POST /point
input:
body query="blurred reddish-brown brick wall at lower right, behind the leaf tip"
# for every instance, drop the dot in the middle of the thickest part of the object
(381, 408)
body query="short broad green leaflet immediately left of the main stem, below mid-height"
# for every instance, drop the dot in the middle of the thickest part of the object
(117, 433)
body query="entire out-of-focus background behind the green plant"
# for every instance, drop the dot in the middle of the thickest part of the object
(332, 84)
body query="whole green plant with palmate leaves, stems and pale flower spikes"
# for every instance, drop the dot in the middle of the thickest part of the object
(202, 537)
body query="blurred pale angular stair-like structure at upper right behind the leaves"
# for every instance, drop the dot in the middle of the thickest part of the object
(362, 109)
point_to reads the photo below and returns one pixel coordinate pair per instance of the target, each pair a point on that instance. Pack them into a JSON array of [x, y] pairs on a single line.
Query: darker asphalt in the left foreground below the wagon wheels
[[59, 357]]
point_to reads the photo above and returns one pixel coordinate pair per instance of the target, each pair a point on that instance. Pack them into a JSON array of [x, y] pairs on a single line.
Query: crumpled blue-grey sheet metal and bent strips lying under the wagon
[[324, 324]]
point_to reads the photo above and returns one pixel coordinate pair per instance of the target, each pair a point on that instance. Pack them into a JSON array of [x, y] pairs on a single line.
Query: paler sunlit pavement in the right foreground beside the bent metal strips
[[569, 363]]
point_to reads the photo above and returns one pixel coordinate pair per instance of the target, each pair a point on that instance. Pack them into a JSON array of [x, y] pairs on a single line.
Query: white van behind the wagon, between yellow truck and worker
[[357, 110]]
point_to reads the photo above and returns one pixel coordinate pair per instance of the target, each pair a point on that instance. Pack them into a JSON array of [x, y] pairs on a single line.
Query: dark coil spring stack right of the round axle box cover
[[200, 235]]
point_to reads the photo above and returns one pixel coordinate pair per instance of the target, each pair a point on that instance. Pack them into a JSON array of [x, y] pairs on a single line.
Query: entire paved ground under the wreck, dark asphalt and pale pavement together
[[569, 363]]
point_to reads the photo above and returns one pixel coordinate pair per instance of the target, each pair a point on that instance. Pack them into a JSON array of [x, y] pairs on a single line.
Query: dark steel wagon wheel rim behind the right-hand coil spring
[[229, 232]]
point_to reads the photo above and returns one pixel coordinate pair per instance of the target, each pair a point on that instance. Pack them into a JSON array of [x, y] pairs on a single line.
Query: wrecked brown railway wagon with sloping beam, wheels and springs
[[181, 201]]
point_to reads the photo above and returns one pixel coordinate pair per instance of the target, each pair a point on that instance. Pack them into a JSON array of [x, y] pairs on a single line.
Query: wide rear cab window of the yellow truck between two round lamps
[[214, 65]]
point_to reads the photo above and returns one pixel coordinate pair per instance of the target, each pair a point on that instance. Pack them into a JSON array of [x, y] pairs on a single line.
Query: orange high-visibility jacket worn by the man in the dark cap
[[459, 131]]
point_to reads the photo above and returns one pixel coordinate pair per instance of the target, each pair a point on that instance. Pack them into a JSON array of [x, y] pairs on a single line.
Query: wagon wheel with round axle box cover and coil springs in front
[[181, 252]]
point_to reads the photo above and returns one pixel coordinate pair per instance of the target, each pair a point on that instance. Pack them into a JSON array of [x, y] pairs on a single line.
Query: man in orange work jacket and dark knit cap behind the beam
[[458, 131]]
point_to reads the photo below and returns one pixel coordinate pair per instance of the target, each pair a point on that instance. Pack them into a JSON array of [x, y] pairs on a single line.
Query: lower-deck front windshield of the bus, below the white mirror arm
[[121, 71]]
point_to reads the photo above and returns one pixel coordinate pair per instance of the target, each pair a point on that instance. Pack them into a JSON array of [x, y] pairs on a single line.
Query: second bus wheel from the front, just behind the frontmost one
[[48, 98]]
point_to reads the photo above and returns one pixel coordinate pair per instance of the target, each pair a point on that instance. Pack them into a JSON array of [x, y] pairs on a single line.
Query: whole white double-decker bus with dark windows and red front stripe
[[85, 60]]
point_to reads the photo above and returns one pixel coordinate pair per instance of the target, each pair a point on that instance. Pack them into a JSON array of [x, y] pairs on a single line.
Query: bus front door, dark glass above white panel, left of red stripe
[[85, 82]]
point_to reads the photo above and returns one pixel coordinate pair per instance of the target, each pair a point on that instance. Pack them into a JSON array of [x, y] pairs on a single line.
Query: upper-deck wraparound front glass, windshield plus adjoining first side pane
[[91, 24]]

**Work to be completed**
Say only how many lines among the entries above contain the string "leaves".

**Final answer**
2